Texte →
◆ ◆ ◆
Indépendants : tendance à la baisse ... du rideau

Bientôt le passage de l'Argue va perdre un peu de son ambiance rétro. Les parapluies Crozet doivent fermer mi-avril. Un crève-cœur pour beaucoup. Avec les derniers chapeliers du passage, le petit comptoir fait encore partie du monde d'avant. Cette enseigne historique va pourtant s'effacer à son tour. Les habitués croisés ce jour-là ne cachaient pas leur déception. Beaucoup n'y croient pas. Installé dans un angle du passage, le commerce continue malgré tout d'attirer une clientèle fidèle.
◆ ◆ ◆
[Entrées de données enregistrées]

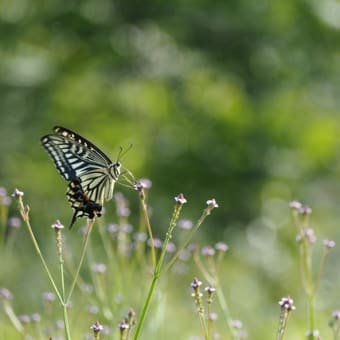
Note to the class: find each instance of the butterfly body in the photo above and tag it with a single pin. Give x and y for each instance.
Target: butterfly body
(90, 173)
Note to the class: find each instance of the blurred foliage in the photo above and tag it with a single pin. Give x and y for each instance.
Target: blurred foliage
(236, 100)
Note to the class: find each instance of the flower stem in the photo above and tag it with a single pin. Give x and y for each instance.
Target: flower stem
(82, 256)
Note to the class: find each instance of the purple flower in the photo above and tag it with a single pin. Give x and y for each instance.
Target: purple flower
(212, 203)
(17, 193)
(220, 246)
(97, 327)
(14, 222)
(5, 294)
(296, 205)
(208, 251)
(99, 268)
(57, 225)
(329, 243)
(180, 199)
(185, 224)
(287, 303)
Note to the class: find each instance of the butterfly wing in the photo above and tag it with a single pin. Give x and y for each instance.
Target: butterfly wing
(72, 154)
(91, 173)
(80, 202)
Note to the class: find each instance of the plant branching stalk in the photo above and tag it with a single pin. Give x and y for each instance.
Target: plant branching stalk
(25, 216)
(158, 269)
(187, 240)
(82, 256)
(148, 225)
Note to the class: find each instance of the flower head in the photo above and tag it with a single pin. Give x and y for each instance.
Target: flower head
(180, 199)
(287, 303)
(17, 193)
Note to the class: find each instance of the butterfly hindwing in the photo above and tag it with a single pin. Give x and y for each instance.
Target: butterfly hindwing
(90, 173)
(80, 202)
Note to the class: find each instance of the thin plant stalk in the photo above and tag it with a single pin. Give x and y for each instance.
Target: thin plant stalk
(62, 279)
(158, 268)
(187, 240)
(82, 255)
(24, 211)
(148, 225)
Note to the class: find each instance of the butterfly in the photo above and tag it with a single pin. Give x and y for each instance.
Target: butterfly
(90, 173)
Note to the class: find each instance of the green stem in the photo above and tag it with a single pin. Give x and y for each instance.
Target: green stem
(25, 216)
(62, 279)
(157, 270)
(82, 256)
(187, 240)
(147, 221)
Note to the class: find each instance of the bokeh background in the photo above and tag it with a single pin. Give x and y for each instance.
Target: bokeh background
(236, 100)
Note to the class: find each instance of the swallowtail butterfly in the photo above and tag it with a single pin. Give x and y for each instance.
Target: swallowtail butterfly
(90, 173)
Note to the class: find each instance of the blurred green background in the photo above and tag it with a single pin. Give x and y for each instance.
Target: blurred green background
(236, 100)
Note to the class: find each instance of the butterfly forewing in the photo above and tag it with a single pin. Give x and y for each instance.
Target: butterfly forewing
(91, 174)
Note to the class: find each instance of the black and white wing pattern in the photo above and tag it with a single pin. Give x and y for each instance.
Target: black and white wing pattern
(80, 202)
(85, 166)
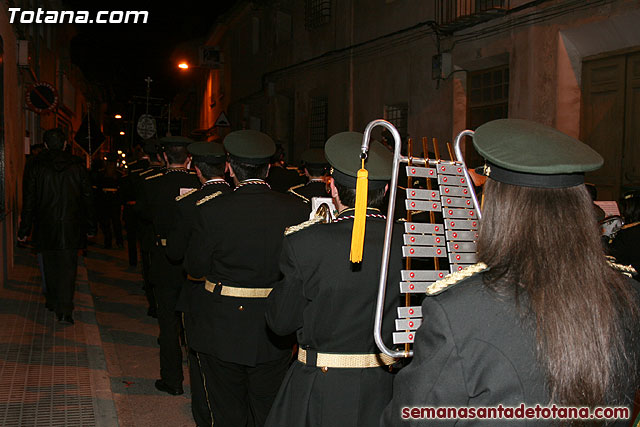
◆ ◆ ◆
Consigne → Rédigez la suite de l'article sur la fermeture des parapluies Crozet, en reprenant après sa dernière phrase.

Résultat de l'exercice →
Après plus de 240 ans d'existence, entre l'église Saint-Nizier et la place des Terreaux, la plus vieille boutique lyonnaise a aussi disparu. Fondé en 1780, le magasin L’Homme d’osier, consacré à la vannerie et aux meubles en rotin, a définitivement fermé le 30 septembre dernier. Tout juste un an avant, une autre enseigne centenaire de la presqu'île fermait : le Vieux Crépin, installé rue Tupin. Si la boutique installée en 1895 vendait principalement du cuir et du matériel pour les cordonniers de la place lyonnaise, c'était une vraie caverne d'Ali Baba. Le dernier propriétaire de cette affaire familiale a pris sa retraite à 78 ans. 

La presqu'île de Lyon affiche une belle densité commerciale avec des centaines de boutiques. Mais ces derniers mois, le centre-ville a perdu plusieurs enseignes historiques, essentiellement des commerces indépendants. L'association My Presqu'île, qui fédère près de 400 commerçants indépendants du centre-ville, en fait le constat, mais tempère cette tendance.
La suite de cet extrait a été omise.